Edit each of the items below so that every "matching instance" becomes "matching object", changing nothing else.

--- START Records supplied ---

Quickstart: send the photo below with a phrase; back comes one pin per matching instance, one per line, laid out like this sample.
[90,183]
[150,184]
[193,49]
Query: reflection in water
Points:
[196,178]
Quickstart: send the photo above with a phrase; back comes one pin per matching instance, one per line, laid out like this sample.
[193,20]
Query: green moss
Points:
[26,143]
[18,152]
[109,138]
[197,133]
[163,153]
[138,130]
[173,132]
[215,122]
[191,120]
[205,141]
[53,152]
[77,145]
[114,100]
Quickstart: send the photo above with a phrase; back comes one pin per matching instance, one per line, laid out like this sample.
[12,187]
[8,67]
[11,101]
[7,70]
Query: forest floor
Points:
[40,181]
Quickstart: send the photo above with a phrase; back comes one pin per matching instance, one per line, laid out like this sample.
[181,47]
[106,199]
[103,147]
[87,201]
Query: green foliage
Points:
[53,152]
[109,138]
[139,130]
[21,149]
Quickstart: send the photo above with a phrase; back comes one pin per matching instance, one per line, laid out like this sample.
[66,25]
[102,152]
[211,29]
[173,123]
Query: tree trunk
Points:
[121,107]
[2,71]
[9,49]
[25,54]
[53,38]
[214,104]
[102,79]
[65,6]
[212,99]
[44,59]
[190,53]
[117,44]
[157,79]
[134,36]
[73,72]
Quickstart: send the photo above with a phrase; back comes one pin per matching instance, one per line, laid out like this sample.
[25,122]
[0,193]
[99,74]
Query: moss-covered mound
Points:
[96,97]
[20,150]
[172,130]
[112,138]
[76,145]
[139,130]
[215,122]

--- END Records supplied ---

- Task solution:
Quickstart: send the photo below with a phrase; back comes one pin per matching object, one per line, laid out like this sample.
[90,183]
[150,184]
[193,49]
Query: reflection in water
Points:
[196,178]
Quickstart: send the photo above with a phrase; back comes one pin per matching object, one per line, laid out like this sample.
[193,20]
Query: green moss
Points:
[26,143]
[18,152]
[109,138]
[197,133]
[163,153]
[138,130]
[173,132]
[215,122]
[191,120]
[205,141]
[53,152]
[77,145]
[114,100]
Quickstart: send the photo above with a phrase; back comes one pin per matching object, one per line, laid out like this sample.
[12,187]
[8,67]
[11,101]
[7,70]
Query: forest floor
Points:
[40,181]
Quickstart: send the photo above with a phrase; back comes one pin per matching object, one per line, laid out like this sample.
[181,47]
[106,199]
[103,147]
[87,201]
Query: green foliage
Points:
[53,152]
[109,138]
[139,130]
[21,149]
Quickstart: send the photo above with a phrase; back comes one pin per matching object, one per line, laid out like this sample.
[66,25]
[102,152]
[211,29]
[173,123]
Query: tree trunk
Points:
[121,107]
[2,71]
[9,49]
[25,54]
[53,38]
[214,104]
[102,79]
[65,6]
[212,99]
[44,59]
[190,53]
[117,44]
[157,79]
[134,36]
[73,72]
Quickstart: send the photo above with a phrase; back comes one pin per matching object, one per line, laid out like this sample.
[25,122]
[0,193]
[99,74]
Query: moss-covered mound
Points:
[96,97]
[20,150]
[172,130]
[112,138]
[76,145]
[139,130]
[215,122]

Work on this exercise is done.